Directives:
1. Rewrite the paragraph of the forum exchange that begins "Here ya go. Kerry apologized." more briefly, keeping its main facts.
2. Change "liberal" to "Democrat" in the part of the forum exchange starting at "Originally Posted by Dixie" and ending at "else to blame.", and give that part again.

Passage to read:
OMG... You actually told the truth! I bet it took you an hour of editing to take out the lies you originally typed in that paragraph. But still, it was very impressive that you were able to do that, not a single lie in a whole paragraph... that's got to be some kind of record for you! I bet you are proud!

But, it would be awesome to hear of your non-partisan and free-thinking adventures: Who was the last democratic candidate for president you voted for?

Jimmy Carter.

And also can you please stop whining and begging liberals to take rightwing ideology serious, to stop "hating you", and pleading with liberals to respect you; get some self esteem, man!

LMFAO... I don't expect liberals to take rightwing ideology seriously, that would mean you have to give up being dishonest and unethical, and you might develop the shakes from withdrawals. I also don't care if you hate me, unlike some of the McCainanites, I don't have a need to be liked by liberals. And why would I want to gain the respect of despicable dishonest lying hacks? Maybe if I were trying to convert to liberalism that would be important to me, but really, I don't see the point otherwise.
 
The "I Love Bush" thread - I had almost forgotten. What an instant classic!

I'd characterize it more as a love letter, but love poem is close enough. It was certainly gaga about Bush....
 
Originally Posted by Cypress
Have you apologized yet for helping to lie us into the Iraq fiasco, and being responsible for the untimely deaths of hundreds of thousands of people?
Originally Posted by Dixie

Thank you for proving my point. Has John Kerry and Bill Clinton apologized for the exact same thing yet? Because they both "lied" the same lie, and it was Clinton who didn't take the radical Islam problem seriously after the first several attacks. But you're a good liberal, absolutely NO culpability or responsibility, and finding someone else to blame.

Here ya go. Kerry apologized. I’ve cut slack for everyone – including Republicans, like Chuck Hagel and Walter Jones – who have admitted wrong-doing in voting for or supporting the Iraq War.
Kerry voices deep regret for voting for Iraq war
`There's nothing -- nothing -- in my life in public service I regret more, nothing even close," Kerry, a Massachusetts Democrat, wrote in a dispatch on the liberal blog HuffingtonPost.com. ``We should all be willing to say: I was wrong, I should not have voted for the Iraq War Resolution."

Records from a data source
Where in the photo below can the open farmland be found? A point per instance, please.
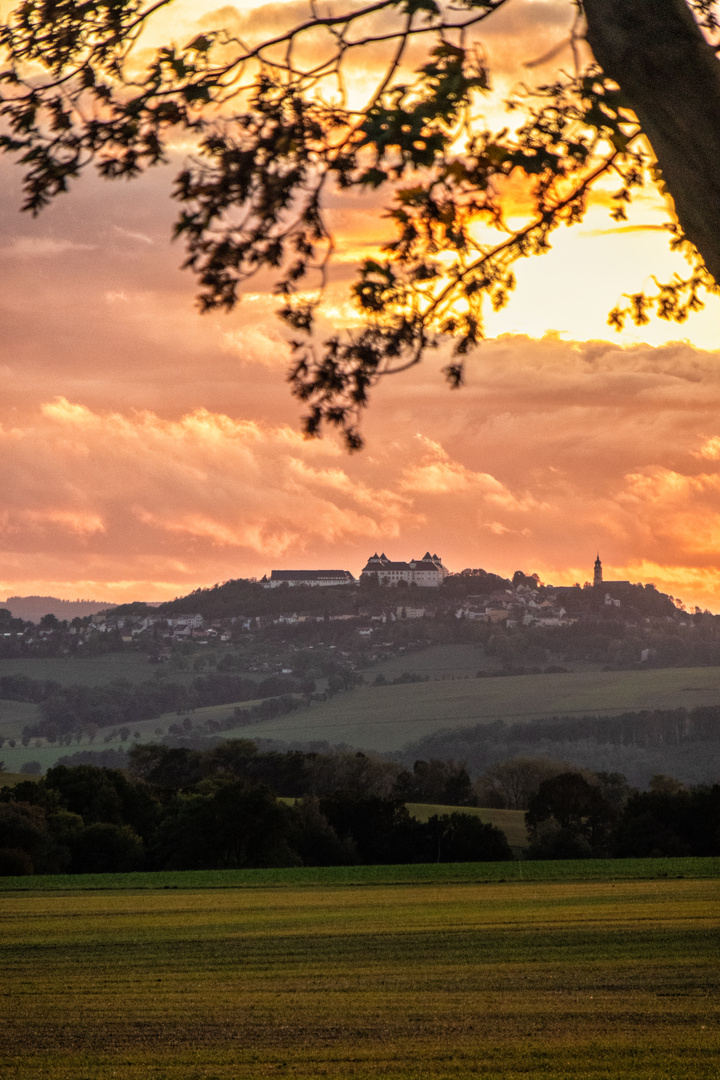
(96, 671)
(386, 717)
(511, 822)
(605, 979)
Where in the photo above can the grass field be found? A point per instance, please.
(386, 717)
(133, 666)
(601, 980)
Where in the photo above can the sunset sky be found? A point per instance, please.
(147, 450)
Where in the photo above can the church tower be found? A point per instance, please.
(597, 577)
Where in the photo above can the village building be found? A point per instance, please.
(308, 578)
(426, 571)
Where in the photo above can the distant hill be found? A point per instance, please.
(32, 608)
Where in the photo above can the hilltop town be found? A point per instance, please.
(526, 623)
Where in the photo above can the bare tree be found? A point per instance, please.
(275, 129)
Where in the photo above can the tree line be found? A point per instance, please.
(236, 806)
(178, 809)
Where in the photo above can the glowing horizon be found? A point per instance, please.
(149, 450)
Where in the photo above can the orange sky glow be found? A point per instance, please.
(146, 449)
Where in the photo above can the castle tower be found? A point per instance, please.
(597, 577)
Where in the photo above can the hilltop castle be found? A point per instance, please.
(426, 571)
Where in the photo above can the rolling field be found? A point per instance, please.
(133, 666)
(385, 718)
(601, 980)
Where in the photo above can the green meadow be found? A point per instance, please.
(410, 979)
(385, 718)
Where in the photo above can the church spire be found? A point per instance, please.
(597, 577)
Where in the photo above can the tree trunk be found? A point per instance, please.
(670, 76)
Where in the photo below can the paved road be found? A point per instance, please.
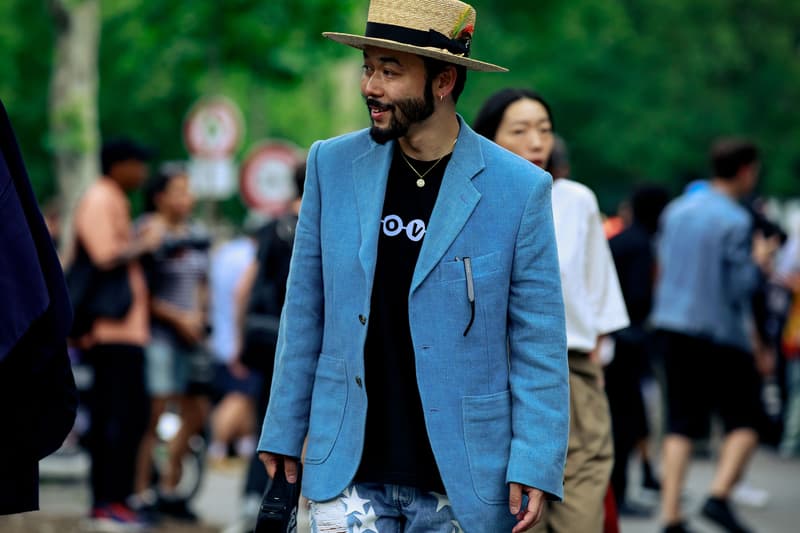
(64, 503)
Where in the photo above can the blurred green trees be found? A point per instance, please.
(639, 88)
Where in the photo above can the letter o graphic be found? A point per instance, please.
(392, 225)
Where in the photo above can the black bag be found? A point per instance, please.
(278, 512)
(96, 293)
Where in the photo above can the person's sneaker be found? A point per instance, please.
(718, 511)
(177, 508)
(679, 527)
(115, 518)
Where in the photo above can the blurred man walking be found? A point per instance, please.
(709, 266)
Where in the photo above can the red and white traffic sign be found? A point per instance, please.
(213, 128)
(267, 177)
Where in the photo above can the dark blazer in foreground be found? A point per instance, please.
(37, 390)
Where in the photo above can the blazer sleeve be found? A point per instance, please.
(539, 377)
(301, 327)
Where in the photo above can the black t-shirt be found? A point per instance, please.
(396, 447)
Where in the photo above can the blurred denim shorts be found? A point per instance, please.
(168, 368)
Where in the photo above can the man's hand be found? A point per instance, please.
(273, 461)
(527, 518)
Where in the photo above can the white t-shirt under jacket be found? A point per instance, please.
(592, 296)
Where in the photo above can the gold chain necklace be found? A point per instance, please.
(421, 177)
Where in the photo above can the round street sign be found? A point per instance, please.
(267, 176)
(213, 128)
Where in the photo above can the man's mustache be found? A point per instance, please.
(375, 104)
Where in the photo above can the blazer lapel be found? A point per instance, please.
(455, 204)
(370, 174)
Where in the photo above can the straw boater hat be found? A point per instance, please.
(440, 29)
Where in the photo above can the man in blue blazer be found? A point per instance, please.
(422, 348)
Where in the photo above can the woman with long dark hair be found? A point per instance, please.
(521, 121)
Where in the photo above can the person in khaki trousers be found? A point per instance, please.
(520, 121)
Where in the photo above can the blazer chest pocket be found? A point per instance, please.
(452, 268)
(487, 433)
(328, 402)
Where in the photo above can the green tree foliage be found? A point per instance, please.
(639, 88)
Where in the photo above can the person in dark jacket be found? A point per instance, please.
(37, 390)
(634, 258)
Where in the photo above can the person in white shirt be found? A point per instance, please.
(520, 121)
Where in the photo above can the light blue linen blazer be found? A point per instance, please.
(495, 401)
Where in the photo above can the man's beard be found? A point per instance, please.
(405, 113)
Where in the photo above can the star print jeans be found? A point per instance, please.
(379, 508)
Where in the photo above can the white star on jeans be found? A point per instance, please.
(354, 504)
(442, 501)
(368, 525)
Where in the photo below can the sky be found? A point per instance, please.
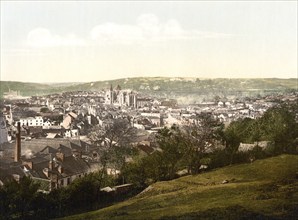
(85, 41)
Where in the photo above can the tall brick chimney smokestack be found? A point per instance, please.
(17, 152)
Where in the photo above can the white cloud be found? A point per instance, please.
(42, 37)
(147, 28)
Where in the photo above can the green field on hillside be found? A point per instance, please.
(264, 189)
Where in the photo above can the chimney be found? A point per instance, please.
(17, 152)
(60, 156)
(60, 169)
(51, 163)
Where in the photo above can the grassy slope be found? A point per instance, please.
(262, 189)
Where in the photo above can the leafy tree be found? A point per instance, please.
(113, 141)
(17, 198)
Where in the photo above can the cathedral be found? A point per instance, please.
(119, 97)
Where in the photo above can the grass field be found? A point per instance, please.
(264, 189)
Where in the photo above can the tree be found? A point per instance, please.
(279, 125)
(17, 198)
(113, 141)
(201, 139)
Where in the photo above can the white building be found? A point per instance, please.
(31, 121)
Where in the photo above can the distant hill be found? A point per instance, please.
(187, 90)
(264, 189)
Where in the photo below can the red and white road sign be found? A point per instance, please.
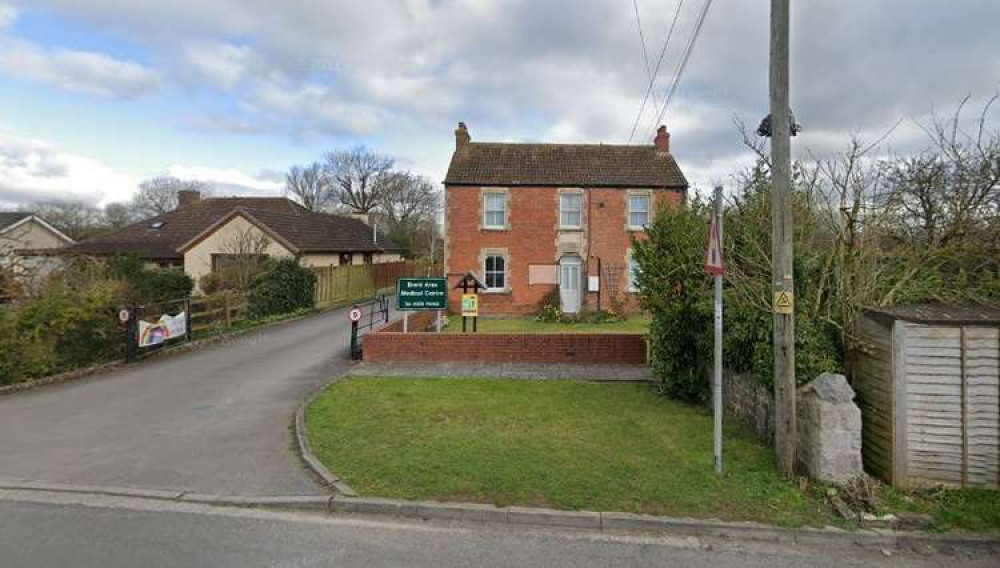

Answers below:
1. Kerry has apologized. The writer forgives anyone who has admitted being wrong to vote for or support the Iraq War, including Republicans such as Chuck Hagel and Walter Jones.

2.
Originally Posted by Dixie

Thank you for proving my point. Has John Kerry and Bill Clinton apologized for the exact same thing yet? Because they both "lied" the same lie, and it was Clinton who didn't take the radical Islam problem seriously after the first several attacks. But you're a good Democrat, absolutely NO culpability or responsibility, and finding someone else to blame.